TEXT Block Start

Of course, we are all former embryos.

The "Snowflake" debate prompted this Ellen Goodman column:

When people claim to believe that a frozen embryo is the moral equal of a child, ethicists like to pose this question: If a clinic is on fire and you could save either a 2-year-old or a vial full of embryos, which would you pick?

In this case, if an embryo is truly another human being, what are we to make of the Snowflake families? Donielle Brinkman and her husband received 11 frozen embryos from a clinic. After four transfers of multiple eggs and three miscarriages over several years, she gave birth to Tanner. According to their reasoning -- not mine -- if all the embryos were persons, did she produce one child and destroy 10?

Couldn't you argue that some Snowflakes are better off in the freezer than sent on the dicey journey to the womb? And what do you say about the 40 percent to 80 percent of embryos that never make it to the womb in the natural scheme of things?

But back to the weather report. Today, there are 400,000 embryos stored in clinics but only 81 ''Snowflakes." Photo ops notwithstanding, most couples do not turn to in vitro fertilization because they want their genetic offspring to be raised by others. And few couples are waiting to be impregnated with others' embryos.

Only 4 percent of the frozen embryos are available for donation -- half designated for research and half for infertile couples. No way will they all be ''adopted." And this brings us to the question that's been far too easy to evade. What are the responsibilities of the couples who create the frozen embryos and the clinics that store them?

When couples embark on the journey of in vitro fertilization, they are thinking about babies, not leftovers. The ethics committee of the American Society for Reproductive Medicine has long said that clinics should have couples sign advance directives about the fate of embryos in case of death, divorce, separation, the failure to pay for storage fees, or ''abandonment." No one knows how many clinics actually do it.

Couples who have gone through IVF may find it hard to decide when their childbearing option is over. Many decide not to decide the fate of their embryos.

One Massachusetts clinic owner has 1,100 clients who have stopped paying the $300 annual fee for storage. But none has given him the right of disposal.

What happens when 400,000 embryos become 800,000? Will embryos stored in the 1990s still be stored in 2050?

Embryos are not human beings. Nor are they hangnails. They carry the potential for human life that deserves moral attention and respect. It's not disrespectful to donate embryos to the search for a cure for diseases. Nor is it respectful to keep embryos in a freezer until they're eligible for Social Security.

People who are responsible for creating an embryo have the responsibility for what happens to that embryo. No clinic should be required to run a frozen limbo. It's up to the man and woman to decide whether the embryos are to be kept in storage or removed, donated to other couples or to science.

So far the storm over stem cells has been stirred up by politics. But the same couples who pursued parenthood in a petri dish can help quiet a very turbulent weather pattern.
Although the debate focuses mainly on frozen embryos, many of them never make it to the freezer but simply go down the drain or are incinerated. These extra, unwanted, discarded embryos are not our brothers and sisters, except to a group like Pro-Life Wisconsin, which probably, if pressed, would argue that birth control is murder, too.

1 Comments:

At 10:53 AM, Blogger Suzanne said...

Yes, embryos are our brothers and sisters. To claim that embryos are not human beings is biologically ridiculous. They are human beings, separate individuals, who just happen to be at a less developed stage of human existence. That does not make them any less a human being.

I would try to save both the two-year-old and the embryos in the case of a raging fire, but in any fire, if you can't save one and not the other, it's always a heart-wrenching decision. You try to save whom you can and feel bad for those who die.

I loved my unborn children as equals, I respect other people's unborn children as equals, and it's really too bad pro-aborts don't love unborn children.

TEXT Block End
INFORMATION SUPPLIED Block Start

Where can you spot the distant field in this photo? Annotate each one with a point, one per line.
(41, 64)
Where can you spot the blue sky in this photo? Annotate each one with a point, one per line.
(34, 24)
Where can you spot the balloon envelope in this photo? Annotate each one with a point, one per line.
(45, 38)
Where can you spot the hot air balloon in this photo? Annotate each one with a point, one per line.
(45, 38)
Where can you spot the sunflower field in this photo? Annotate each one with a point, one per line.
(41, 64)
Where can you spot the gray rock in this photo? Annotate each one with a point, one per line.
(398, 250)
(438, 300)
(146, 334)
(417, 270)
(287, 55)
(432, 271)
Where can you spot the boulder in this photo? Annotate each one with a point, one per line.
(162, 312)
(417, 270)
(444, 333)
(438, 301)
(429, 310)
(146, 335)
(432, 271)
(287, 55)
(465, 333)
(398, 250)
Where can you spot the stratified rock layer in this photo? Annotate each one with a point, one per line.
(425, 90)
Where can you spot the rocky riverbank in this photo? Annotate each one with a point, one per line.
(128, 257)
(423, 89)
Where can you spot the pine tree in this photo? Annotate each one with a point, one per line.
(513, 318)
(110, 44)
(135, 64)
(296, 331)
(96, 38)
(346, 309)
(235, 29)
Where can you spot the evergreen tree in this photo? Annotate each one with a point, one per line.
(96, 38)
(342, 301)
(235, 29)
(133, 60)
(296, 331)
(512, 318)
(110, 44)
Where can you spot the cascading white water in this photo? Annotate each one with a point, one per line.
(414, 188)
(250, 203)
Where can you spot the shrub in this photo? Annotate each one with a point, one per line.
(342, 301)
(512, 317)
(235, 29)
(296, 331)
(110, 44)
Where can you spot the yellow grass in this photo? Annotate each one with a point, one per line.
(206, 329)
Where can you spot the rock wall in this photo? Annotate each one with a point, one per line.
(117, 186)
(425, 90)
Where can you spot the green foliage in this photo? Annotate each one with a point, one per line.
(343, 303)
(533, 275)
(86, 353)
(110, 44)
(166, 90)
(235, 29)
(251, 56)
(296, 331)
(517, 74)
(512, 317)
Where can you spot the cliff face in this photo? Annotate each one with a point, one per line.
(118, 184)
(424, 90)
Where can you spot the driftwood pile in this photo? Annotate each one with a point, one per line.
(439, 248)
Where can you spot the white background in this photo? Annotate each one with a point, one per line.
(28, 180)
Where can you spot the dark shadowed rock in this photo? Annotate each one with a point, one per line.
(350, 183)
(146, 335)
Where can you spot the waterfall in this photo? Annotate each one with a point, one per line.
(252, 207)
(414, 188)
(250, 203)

INFORMATION SUPPLIED Block End

■ **WHAT TO DO**:
Answer these questions from the text about frozen embryos:
1. How many frozen embryos did Donielle Brinkman and her husband receive from a clinic?
2. What percentage of frozen embryos is available for donation?
3. What annual storage fee have 1,100 clients of one Massachusetts clinic owner stopped paying?
The items have no connection to the text about frozen embryos.

■ **REPLY TO THE EXERCISE**:
1. 11
2. 4 percent
3. $300